Source text:
──────────────────────────────
Because of my desire to plot my data as a county choropleth, I faced two main challenges: determining which county each tweet was sent from based on its geographic coordinates, and making those county labels compatible with whatever system I would use to plot those counties. Since the geo-tagged Twitter data I collected has relatively inconsistent contents in its "Place" field, with geographic identifiers ranging from as precise as a specific street address to as general as the country from which the tweet was sent, I focused on using the bounding box which was present in the same form in every geo-tagged tweet. This box is a collection of 4 [Longitude, Latitude] pairs which define the vertices of the smallest box enclosing the entire specified region. (Note that while both Twitter and GeoJSON encode their coordinates in this [Lon, Lat] order, it is opposite the ISO 6709 standard of [Lat, Lon].) To approximate the bounding box as a single location, for each tweet, I simply averaged the four points so that a bounding box enclosing a city, for example, became a coordinate at the center of the city. This approach obviously has some issues, such as the fact that a bounding box around Florida becomes a point sitting in the waters of the Gulf of Mexico. Rather than fix those issues in some sophisticated way, however, I decided to just omit those problematic points from my dataset. (I should have realized sooner that this decision would cause more problems down the road . . . see "What have I done wrong?" below).
I quickly learned that each United States county has a unique 5-digit numerical identifier called a FIPS county code, the first 2 digits of which represent the US state (or territory, region, etc.), and the next 3 of which represent the county or county-equivalent we're identifying within that state. I also determined that to plot the US counties, I would need to use either a GeoJSON or TopoJSON file (which both use the JSON file format to encode the shape of geographic objects, each of which can be labeled by their identifying FIPS code).
The concrete goal I faced now was to convert the list of averaged coordinates obtained from the tweet bounding-boxes into FIPS codes. I played with the idea of creating some sort of algorithm to determine whether a point lies within a multipolygon, but I instead opted to use the reverse geocoding API offered by datasciencetoolkit.org. For each point location I submitted, I received the corresponding county information. Because the API has some fuzziness built into its algorithm "to combat errors caused by lack of precision," if the point happens to be located near a border, the API returns information on all possible counties the point could lie within.
──────────────────────────────
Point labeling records
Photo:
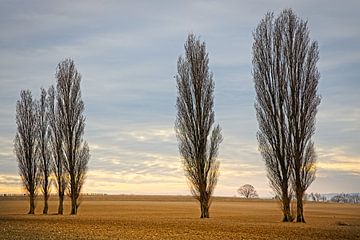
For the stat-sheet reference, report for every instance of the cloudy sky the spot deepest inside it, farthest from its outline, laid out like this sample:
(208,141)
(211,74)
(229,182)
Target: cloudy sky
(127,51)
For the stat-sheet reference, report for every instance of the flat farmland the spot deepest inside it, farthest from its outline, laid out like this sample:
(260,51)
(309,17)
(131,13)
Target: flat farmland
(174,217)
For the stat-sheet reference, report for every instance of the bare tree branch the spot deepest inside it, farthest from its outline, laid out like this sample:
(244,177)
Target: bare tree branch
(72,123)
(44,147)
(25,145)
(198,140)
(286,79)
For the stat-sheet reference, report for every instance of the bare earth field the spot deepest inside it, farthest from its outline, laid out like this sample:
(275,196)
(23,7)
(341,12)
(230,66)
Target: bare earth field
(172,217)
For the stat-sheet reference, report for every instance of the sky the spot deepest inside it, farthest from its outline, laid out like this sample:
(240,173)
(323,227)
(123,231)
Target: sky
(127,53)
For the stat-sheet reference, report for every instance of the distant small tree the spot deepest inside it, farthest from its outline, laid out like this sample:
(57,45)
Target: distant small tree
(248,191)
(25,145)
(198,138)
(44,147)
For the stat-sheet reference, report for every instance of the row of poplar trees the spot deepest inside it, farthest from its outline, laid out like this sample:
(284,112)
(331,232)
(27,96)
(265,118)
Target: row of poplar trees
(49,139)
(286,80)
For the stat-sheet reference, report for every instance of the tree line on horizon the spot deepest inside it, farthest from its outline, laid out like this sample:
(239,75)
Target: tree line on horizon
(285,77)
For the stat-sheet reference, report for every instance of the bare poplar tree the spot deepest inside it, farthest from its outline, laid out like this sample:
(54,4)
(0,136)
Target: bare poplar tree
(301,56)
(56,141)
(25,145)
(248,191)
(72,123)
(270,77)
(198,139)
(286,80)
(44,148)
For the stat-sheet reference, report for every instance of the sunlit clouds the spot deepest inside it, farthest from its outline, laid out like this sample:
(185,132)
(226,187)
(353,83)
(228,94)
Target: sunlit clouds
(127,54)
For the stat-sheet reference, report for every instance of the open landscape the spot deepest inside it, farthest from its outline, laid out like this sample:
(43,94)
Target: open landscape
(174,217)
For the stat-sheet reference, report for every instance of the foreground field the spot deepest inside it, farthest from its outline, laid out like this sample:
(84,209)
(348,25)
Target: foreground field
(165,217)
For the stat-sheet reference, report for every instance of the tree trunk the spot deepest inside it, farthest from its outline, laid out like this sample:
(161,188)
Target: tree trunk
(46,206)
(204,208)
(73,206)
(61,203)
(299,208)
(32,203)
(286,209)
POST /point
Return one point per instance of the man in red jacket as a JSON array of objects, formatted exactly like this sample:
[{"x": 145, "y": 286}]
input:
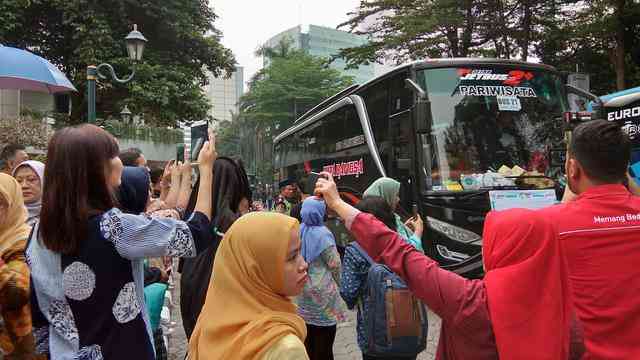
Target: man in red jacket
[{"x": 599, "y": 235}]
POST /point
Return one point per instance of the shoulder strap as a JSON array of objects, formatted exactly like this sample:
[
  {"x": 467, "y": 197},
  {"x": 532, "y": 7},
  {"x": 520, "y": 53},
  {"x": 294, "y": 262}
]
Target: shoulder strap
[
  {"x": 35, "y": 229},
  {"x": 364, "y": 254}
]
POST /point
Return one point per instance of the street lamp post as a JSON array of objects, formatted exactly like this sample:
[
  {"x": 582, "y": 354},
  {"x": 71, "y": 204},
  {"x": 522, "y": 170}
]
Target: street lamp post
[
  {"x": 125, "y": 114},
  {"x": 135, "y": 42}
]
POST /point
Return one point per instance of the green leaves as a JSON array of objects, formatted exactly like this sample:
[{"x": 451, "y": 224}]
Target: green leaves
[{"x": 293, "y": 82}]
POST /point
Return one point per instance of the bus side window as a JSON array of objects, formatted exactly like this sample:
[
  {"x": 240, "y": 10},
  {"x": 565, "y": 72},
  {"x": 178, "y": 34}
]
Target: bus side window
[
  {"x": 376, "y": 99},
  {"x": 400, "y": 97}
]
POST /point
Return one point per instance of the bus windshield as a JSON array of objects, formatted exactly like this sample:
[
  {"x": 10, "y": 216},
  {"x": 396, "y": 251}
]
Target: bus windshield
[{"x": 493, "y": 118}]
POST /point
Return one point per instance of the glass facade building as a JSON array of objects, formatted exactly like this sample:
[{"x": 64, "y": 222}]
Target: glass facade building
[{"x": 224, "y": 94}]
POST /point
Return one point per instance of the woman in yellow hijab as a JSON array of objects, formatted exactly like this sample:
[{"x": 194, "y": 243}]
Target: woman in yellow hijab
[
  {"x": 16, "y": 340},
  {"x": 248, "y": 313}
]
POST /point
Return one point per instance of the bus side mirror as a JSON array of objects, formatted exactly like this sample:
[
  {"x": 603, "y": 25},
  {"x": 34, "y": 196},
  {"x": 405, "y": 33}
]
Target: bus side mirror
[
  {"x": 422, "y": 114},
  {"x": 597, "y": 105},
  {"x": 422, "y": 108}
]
──────────────────────────────
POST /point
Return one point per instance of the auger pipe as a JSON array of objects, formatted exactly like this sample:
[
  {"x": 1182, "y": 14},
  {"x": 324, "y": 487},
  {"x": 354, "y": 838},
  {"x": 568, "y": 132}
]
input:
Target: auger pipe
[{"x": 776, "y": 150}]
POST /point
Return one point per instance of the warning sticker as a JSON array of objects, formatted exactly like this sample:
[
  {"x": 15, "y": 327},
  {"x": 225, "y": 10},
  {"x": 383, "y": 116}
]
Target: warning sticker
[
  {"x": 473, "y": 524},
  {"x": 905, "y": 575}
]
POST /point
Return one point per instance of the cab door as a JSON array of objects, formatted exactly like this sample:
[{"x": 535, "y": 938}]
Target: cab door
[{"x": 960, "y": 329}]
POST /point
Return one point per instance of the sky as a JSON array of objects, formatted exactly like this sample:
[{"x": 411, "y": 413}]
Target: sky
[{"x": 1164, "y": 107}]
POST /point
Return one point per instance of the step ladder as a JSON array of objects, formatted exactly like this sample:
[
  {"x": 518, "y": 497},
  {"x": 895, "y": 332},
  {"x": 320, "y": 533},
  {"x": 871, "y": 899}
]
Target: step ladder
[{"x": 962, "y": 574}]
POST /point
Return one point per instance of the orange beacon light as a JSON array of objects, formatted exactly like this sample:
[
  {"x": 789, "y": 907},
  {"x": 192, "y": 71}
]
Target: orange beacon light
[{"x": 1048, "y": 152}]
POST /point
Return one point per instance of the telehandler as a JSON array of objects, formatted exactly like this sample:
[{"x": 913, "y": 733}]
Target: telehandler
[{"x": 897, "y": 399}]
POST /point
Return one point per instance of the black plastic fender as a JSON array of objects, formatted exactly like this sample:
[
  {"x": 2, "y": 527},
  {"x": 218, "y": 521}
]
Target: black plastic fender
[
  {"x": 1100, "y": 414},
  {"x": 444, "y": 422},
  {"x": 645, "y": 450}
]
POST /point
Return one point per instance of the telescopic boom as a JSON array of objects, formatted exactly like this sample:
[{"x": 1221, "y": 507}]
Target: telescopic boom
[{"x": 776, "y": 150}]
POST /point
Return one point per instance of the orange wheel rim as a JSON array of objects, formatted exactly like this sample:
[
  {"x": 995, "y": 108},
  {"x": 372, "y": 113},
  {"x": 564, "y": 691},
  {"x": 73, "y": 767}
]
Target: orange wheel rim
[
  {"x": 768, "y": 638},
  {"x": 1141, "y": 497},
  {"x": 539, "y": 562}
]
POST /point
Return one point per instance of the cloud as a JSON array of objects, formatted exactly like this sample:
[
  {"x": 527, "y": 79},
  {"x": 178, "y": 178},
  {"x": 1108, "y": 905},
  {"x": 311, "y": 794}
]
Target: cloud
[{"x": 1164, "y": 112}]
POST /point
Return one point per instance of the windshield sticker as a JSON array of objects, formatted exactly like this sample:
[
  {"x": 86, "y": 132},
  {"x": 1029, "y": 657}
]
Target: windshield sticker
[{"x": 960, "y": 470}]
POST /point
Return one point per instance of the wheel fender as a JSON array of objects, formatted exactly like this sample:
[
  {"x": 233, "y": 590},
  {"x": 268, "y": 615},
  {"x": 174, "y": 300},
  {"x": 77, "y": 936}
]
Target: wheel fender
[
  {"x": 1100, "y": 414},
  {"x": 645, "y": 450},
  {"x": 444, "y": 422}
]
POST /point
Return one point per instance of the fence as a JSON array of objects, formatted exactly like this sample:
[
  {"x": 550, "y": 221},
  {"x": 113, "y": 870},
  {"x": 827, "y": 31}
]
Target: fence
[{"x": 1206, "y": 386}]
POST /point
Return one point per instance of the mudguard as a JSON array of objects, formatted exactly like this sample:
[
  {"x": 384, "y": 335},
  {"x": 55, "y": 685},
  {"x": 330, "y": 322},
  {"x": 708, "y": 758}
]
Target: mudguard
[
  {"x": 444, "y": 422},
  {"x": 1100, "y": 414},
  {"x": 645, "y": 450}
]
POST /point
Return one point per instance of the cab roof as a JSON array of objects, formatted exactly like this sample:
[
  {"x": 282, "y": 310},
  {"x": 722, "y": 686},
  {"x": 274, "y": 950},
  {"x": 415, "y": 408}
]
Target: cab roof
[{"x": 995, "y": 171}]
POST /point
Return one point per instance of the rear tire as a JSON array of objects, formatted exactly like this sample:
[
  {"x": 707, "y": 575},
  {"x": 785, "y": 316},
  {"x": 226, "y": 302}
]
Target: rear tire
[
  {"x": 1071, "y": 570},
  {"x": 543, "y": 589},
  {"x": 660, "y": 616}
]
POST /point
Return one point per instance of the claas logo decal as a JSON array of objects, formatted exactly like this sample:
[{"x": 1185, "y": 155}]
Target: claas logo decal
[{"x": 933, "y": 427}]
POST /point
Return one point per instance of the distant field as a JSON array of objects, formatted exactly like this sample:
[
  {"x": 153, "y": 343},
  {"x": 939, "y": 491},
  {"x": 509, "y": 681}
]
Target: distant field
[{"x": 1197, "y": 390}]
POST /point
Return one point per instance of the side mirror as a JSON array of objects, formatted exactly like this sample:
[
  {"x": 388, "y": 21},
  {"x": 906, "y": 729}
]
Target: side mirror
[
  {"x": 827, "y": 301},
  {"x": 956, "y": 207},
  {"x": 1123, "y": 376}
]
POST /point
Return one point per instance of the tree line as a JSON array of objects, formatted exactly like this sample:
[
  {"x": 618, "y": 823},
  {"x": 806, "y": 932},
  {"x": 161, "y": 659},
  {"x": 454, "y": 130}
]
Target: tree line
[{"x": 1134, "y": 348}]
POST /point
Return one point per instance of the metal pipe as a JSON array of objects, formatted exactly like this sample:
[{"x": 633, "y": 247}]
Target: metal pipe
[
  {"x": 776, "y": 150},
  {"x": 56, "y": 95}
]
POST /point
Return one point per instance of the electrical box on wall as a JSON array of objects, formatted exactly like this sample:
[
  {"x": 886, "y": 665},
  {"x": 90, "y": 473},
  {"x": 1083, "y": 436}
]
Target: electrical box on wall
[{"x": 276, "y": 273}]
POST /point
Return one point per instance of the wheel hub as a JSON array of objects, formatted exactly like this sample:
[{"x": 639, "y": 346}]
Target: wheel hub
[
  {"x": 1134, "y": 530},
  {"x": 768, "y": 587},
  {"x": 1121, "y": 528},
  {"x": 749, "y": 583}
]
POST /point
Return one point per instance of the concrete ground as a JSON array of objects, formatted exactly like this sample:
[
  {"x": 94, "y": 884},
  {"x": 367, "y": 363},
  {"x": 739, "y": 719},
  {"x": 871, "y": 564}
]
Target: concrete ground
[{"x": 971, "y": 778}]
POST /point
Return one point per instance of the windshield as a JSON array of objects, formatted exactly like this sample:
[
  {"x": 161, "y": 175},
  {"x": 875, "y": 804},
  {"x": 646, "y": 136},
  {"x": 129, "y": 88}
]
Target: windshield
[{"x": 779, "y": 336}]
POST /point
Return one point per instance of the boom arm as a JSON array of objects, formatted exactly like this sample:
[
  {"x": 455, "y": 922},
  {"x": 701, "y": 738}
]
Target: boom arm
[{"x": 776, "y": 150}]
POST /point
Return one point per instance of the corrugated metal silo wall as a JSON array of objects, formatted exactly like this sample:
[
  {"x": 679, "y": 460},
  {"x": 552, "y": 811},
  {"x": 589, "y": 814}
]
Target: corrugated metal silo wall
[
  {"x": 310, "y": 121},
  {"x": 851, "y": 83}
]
──────────────────────────────
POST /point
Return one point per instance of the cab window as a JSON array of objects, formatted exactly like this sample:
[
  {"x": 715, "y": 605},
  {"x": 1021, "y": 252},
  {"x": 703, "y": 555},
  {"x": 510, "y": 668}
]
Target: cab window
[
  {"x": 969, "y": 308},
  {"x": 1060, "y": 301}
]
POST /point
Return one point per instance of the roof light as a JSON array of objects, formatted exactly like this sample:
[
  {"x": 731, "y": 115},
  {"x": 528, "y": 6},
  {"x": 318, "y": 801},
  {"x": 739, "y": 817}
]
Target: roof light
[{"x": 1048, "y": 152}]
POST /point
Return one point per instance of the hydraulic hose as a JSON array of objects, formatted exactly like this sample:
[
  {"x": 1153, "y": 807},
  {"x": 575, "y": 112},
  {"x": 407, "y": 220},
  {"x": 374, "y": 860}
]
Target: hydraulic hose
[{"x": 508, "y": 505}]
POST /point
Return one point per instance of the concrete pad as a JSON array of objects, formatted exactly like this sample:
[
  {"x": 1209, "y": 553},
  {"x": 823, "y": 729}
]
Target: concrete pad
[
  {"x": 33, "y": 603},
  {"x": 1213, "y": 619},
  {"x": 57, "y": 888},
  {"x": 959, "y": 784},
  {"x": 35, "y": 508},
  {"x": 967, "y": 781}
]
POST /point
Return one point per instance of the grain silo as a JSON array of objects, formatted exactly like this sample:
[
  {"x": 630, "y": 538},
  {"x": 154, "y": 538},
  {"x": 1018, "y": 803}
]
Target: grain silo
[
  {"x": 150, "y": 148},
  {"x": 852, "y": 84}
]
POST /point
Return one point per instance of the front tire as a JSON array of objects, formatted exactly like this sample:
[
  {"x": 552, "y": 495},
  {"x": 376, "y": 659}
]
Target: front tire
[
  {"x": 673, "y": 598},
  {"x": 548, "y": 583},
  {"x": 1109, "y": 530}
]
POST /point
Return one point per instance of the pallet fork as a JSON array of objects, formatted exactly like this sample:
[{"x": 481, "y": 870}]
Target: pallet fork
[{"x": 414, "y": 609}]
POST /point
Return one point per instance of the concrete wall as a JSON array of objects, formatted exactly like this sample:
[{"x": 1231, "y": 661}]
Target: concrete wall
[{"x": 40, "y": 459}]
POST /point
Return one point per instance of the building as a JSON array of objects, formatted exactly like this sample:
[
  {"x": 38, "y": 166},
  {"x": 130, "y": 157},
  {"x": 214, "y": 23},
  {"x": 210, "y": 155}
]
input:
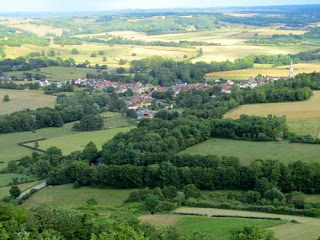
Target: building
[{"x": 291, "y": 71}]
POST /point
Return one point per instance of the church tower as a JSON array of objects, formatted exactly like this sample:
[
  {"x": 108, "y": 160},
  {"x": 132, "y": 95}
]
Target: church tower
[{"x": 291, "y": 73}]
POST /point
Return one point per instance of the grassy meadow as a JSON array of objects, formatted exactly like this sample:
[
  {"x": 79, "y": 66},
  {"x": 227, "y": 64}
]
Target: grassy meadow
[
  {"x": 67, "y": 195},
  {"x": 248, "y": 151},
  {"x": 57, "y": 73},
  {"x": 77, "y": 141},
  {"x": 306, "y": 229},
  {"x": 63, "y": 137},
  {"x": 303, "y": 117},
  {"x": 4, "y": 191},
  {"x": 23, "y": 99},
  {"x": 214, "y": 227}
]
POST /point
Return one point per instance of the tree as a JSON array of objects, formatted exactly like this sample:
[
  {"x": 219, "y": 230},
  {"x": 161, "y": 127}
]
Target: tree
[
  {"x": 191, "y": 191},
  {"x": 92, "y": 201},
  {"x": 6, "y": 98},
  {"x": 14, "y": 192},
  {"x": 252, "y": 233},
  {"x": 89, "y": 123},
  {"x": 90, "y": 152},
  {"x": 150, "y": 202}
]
──────────────────────────────
In the text on mapping tweets to counties, what do the first two digits of a FIPS county code stand for?

Solution:
They stand for the US state (or territory, region, etc.).